PROBLEM TO WORK ON: Which lines in the records below contain the string "cascading"? Pick out each one and copy it.
start DATA ROWS
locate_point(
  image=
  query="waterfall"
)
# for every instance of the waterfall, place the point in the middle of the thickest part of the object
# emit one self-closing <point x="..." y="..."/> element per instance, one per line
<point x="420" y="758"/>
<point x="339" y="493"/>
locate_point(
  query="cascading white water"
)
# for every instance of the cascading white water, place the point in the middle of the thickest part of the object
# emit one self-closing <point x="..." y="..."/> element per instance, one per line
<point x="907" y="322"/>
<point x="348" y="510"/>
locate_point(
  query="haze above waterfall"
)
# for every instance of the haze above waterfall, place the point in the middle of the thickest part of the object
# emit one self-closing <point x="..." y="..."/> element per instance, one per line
end DATA ROWS
EXERCISE RESULT:
  query="cascading white water"
# for every instance of the cascading white water, place the point in the middle of the thickest part of the object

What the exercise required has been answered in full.